Tahun 1946, tepat 15 Mei yang menjadi patokan HUT Sumatra Selatan. Sumatra Selatan dijadikan sub provinsi dibawah Provinsi Sumatra. Sub Provinsi Sumatra Selatan meliputi Keresiden Palembang, Lampung, Bengkulu dan Babel. Pemimpinnya disebut Gubernur Muda, pertama dr. AK Gani (Mei-Agustus 1946), kedua dr. M. Isa (1946-1948), ketiga dr. AK Gani lagi (DMI SS, setelah Agresi II Belanda-17 Des 49), Keempat Kembali lagi ke dr. M. Isa (1949- 17 Agustus 1950, pembentukan Provinsi Sumatra Selatan 15 April 1948 (UU No. 10/48, pemekaran dari Prov. Sumatra,  RIS dibubarkan 1950, UU 3/50 (10/Mar/50 Pembentukan Prov. SS -1953), Kelima, Gubernur R. Winarno Danuatmodjo (Des 1953).

 

Kembali ke narasi kenapa menjadi Sumatra Selatan adalah kebanggaan sekaligus beban? Pertama, kenapa “beban” karena stereotif Wong Plembang selalu bersisi negatif “di luar”, “berdarah panas/mlawan/jagoan”, “identik curanmor”, “tukang rusak anak gadis”, dan lain-lain. Selanjutnya, kenapa harus “bangga” karena stereotif Wong Plembang juga selalu memiliki sisi positif “di luar”, “royal”, “blagak/tampan/cantik”, “parlente/necis”, dan lain-lain. Kenapa ada dua sisi ambigu ini? Sisi positif disebabkan kemakmuran ekonomi yang luar biasa di negeri Palembang. Sisi negatif tidak lepas dari ada dan munculnya berbagai masa transisi di Palembang. 

 

Jati Diri Makmur “Wong Plembang”

Data yang Diberikan ->
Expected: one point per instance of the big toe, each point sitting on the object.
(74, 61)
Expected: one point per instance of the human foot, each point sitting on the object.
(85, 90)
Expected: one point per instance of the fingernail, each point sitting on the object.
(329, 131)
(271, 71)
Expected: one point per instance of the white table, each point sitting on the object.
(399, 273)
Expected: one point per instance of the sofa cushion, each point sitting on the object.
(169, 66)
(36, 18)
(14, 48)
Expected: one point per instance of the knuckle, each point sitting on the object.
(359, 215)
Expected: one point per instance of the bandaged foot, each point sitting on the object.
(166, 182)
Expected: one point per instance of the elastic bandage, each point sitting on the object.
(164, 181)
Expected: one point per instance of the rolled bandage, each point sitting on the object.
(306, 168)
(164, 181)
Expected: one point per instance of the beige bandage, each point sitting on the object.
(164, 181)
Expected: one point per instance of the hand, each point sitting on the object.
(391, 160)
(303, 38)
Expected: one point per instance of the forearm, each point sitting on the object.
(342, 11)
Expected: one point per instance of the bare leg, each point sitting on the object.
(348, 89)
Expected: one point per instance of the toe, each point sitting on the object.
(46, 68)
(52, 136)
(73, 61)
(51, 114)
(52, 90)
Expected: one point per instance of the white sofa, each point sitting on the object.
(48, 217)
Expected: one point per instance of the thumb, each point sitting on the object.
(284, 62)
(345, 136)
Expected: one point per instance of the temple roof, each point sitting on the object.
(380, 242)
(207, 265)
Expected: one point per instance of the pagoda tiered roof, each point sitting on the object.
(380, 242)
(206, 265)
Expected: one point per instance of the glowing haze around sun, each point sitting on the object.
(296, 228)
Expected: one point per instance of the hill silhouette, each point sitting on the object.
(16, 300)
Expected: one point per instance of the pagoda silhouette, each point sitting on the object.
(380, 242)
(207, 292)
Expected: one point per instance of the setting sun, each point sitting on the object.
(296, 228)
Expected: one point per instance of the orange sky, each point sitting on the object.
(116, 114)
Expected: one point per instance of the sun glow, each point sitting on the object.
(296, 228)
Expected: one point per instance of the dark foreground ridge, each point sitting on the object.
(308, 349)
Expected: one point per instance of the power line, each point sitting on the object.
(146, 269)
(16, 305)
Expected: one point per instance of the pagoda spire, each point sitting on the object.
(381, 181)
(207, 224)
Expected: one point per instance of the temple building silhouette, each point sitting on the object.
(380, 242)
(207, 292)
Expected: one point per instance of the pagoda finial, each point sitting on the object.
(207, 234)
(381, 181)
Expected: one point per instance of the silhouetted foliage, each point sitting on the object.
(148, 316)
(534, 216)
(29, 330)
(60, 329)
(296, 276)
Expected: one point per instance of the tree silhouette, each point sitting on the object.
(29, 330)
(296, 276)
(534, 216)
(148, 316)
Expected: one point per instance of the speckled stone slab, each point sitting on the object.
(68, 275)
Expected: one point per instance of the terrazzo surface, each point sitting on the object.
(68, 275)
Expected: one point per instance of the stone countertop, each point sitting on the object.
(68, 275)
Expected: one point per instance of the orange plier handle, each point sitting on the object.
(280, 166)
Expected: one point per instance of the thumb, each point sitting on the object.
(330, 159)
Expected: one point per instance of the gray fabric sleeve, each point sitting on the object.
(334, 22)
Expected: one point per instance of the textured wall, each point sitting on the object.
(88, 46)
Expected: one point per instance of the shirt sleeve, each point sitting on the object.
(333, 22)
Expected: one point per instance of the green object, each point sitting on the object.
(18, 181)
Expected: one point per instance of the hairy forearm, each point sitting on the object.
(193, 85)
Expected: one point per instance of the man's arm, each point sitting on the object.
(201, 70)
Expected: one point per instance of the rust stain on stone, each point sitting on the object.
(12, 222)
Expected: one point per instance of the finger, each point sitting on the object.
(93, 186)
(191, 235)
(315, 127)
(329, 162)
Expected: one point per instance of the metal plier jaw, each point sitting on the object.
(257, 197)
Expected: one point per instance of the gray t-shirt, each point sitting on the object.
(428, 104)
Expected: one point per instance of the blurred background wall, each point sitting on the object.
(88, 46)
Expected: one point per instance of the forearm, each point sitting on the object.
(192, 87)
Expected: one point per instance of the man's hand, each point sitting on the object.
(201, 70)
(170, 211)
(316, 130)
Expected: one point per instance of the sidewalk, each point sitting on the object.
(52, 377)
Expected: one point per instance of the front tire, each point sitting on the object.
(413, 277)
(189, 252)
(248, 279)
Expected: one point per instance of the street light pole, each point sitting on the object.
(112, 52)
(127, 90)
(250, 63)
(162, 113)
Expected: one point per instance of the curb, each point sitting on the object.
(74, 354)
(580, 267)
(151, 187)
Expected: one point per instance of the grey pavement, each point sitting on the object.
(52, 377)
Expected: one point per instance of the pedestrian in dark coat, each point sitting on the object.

Perintah Tugas -> Tuliskan ulang kata demi kata bagian teks tentang Sumatra Selatan dari "Tahun 1946, tepat" hingga "Danuatmodjo (Des 1953).". Catatan yang tersedia tidak diperlukan.

Jawaban Tugas ->
Tahun 1946, tepat 15 Mei yang menjadi patokan HUT Sumatra Selatan. Sumatra Selatan dijadikan sub provinsi dibawah Provinsi Sumatra. Sub Provinsi Sumatra Selatan meliputi Keresiden Palembang, Lampung, Bengkulu dan Babel. Pemimpinnya disebut Gubernur Muda, pertama dr. AK Gani (Mei-Agustus 1946), kedua dr. M. Isa (1946-1948), ketiga dr. AK Gani lagi (DMI SS, setelah Agresi II Belanda-17 Des 49), Keempat Kembali lagi ke dr. M. Isa (1949- 17 Agustus 1950, pembentukan Provinsi Sumatra Selatan 15 April 1948 (UU No. 10/48, pemekaran dari Prov. Sumatra,  RIS dibubarkan 1950, UU 3/50 (10/Mar/50 Pembentukan Prov. SS -1953), Kelima, Gubernur R. Winarno Danuatmodjo (Des 1953).